● TASK REQUIREMENTS
Substitute "image" for every "photo" in the rows below, then write the rows out again with nothing else altered.

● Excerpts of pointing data
⁂

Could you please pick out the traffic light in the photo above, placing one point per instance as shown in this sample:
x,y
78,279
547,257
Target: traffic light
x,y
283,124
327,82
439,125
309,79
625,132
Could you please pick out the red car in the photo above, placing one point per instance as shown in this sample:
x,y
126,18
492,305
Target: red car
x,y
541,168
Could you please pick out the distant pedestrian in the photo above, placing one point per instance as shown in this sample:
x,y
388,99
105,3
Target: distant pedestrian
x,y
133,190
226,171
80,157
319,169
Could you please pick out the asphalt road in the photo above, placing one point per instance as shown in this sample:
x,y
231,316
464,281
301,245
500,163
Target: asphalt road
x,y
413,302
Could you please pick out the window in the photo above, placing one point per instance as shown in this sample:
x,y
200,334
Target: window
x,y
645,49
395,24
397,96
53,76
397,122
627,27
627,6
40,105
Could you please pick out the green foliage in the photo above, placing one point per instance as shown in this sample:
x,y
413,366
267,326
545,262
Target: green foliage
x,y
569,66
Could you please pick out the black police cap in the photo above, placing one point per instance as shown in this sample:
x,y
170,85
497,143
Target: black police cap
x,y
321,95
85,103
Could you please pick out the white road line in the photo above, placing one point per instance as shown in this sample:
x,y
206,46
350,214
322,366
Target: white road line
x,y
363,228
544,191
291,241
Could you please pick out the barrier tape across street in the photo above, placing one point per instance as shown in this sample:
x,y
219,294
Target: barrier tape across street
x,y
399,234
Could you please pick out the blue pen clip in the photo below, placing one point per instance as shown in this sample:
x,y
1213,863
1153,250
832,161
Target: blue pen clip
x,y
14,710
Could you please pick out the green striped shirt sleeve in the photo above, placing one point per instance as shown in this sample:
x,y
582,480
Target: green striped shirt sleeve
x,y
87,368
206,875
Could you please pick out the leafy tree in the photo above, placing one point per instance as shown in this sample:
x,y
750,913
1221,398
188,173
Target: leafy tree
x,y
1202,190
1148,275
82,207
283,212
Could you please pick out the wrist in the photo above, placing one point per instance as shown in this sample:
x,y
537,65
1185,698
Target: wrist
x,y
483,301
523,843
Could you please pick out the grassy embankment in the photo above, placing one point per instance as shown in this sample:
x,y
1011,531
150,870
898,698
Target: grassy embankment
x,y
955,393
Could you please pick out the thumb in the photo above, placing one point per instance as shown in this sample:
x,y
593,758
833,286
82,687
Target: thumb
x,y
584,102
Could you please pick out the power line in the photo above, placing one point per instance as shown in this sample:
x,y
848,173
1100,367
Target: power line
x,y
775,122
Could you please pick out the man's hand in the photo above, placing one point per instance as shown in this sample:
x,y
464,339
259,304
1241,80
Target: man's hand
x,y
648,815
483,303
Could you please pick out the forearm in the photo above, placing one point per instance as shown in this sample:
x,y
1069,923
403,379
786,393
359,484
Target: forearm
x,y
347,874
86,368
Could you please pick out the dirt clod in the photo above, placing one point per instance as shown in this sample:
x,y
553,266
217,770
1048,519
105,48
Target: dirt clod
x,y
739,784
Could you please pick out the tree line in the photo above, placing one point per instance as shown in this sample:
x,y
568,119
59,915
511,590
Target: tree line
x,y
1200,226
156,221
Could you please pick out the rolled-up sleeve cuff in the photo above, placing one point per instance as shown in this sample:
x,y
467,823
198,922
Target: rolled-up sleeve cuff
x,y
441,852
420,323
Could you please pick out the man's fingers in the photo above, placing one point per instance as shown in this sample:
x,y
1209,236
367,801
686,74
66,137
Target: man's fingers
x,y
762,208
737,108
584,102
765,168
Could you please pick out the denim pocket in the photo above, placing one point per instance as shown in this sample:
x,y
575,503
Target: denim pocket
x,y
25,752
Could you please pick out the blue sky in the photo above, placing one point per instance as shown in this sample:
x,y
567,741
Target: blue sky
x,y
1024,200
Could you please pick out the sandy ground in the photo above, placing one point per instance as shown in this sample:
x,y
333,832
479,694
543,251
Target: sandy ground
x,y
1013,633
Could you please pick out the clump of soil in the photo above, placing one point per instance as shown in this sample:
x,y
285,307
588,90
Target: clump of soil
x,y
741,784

⁂

● REPLY
Could you please pick out the traffic light in the image above, placing one point per instance as shown in this sample:
x,y
78,279
547,257
Target: traffic light
x,y
283,124
327,82
439,125
309,79
625,132
Could you please pick out the red car in the image above, placing one point per instance as shown in this sample:
x,y
126,18
492,305
Target: red car
x,y
541,168
Could you please pick out the distant pedestrian in the image above, placing one point per instance as shown in this sample:
x,y
388,99
105,3
Target: distant pedestrian
x,y
133,190
226,171
80,157
319,169
Could you please pick out the asphalt road in the image above, placing one point per instance as shown in this sample:
x,y
231,316
464,281
301,245
500,163
Target: asphalt road
x,y
413,302
Could you please pick out the window in the image above, placing one point per instance as shown in this sample:
x,y
200,334
Target: window
x,y
645,49
395,24
397,96
53,76
397,122
627,27
627,6
40,105
Could you please pick out the green foliage in the image above, placing one point per instance as shown in this sample:
x,y
413,366
267,326
545,262
Target: green foliage
x,y
569,66
Could you please pick out the black police cap in the image above, placing one point per instance as shown in this sample:
x,y
170,85
497,143
Target: black police cap
x,y
321,95
85,103
Could you please pick out the white road line in the image above, placing one point per instance as shown in this sample:
x,y
206,46
350,214
322,366
Target: white road line
x,y
363,228
544,191
291,241
Could you please pick out the barrier tape across street in the image above, placing one point per instance as shown in this sample:
x,y
219,294
Target: barrier tape across street
x,y
399,234
Could you please pick out the blue pen clip in the image below, placing one point per instance as shown in this sample:
x,y
1213,863
1153,250
832,161
Target: blue pen clip
x,y
14,710
Could you please pick out the green striped shirt sleeve in the image above, placing one point per instance as shown in this sample:
x,y
582,480
Target: green striped shirt sleeve
x,y
87,368
206,875
Could you please pick out the leafy tree in the image above, placing one point per instance as shown in this sample:
x,y
750,913
1221,398
188,173
Target: leafy tree
x,y
1202,190
1148,275
82,207
283,212
Could you please pick out the wrist in the image above, placing one point per instance as shown in this sample:
x,y
537,65
1185,698
Target: wrist
x,y
483,301
523,843
Could you please pick out the grassy embankment in the image above, placing one point per instance as shown in this sample:
x,y
1011,531
150,870
898,698
Target: grassy embankment
x,y
955,393
Could you please pick out the thumb in the image above, placing one point per instance as shown in this sample:
x,y
593,758
833,286
82,687
Target: thumb
x,y
584,102
Could you please pick out the power line in the image above, placing one point per instance as shown in this sample:
x,y
848,173
1100,367
Target: power line
x,y
775,122
Could you please pick out the man's hand in the image above, placing one point per instance as shown in this sample:
x,y
464,339
259,304
1241,80
Target: man's hand
x,y
648,815
483,303
Could you please pick out the forearm in the image above, placing one point per instance as shown in this sample:
x,y
1069,923
403,379
786,393
359,484
Target: forearm
x,y
347,874
86,368
Could you please pick out the dirt clod in the image above, placing one point per instance as shown in this sample:
x,y
553,266
217,770
1048,519
105,48
Target: dirt clod
x,y
739,784
Could you please pick out the tree line in the image above, placing one point per instance as shown in this sample:
x,y
568,119
59,915
511,590
Target: tree line
x,y
1200,226
156,221
Could you please pick out the rolled-up sleeve cuff in the image above, placing one point per instance as shown in this sample:
x,y
467,823
198,922
Target: rolled-up sleeve cuff
x,y
441,852
420,323
Could you please pick out the man's fingers in the image above, placing one point per instance as shown in this sample:
x,y
1209,236
367,801
686,74
66,137
Target: man's fingers
x,y
762,208
737,108
584,102
765,168
Could you please pick out the denim pocket in the image above, placing one point per instance as shown in this sample:
x,y
575,503
Target: denim pocket
x,y
25,752
Could you please pick out the blue sky in the image above, placing one point per instance as shown in this sample:
x,y
567,741
Target: blue sky
x,y
1024,200
Could you please pick out the sandy ground in the image above, placing one point per instance as shown in this sample:
x,y
333,832
479,694
543,251
Target: sandy ground
x,y
1013,633
Could you please pick out the clump of soil in the image above, placing one point per instance as shown in this sample:
x,y
285,307
588,90
Target: clump of soil
x,y
741,784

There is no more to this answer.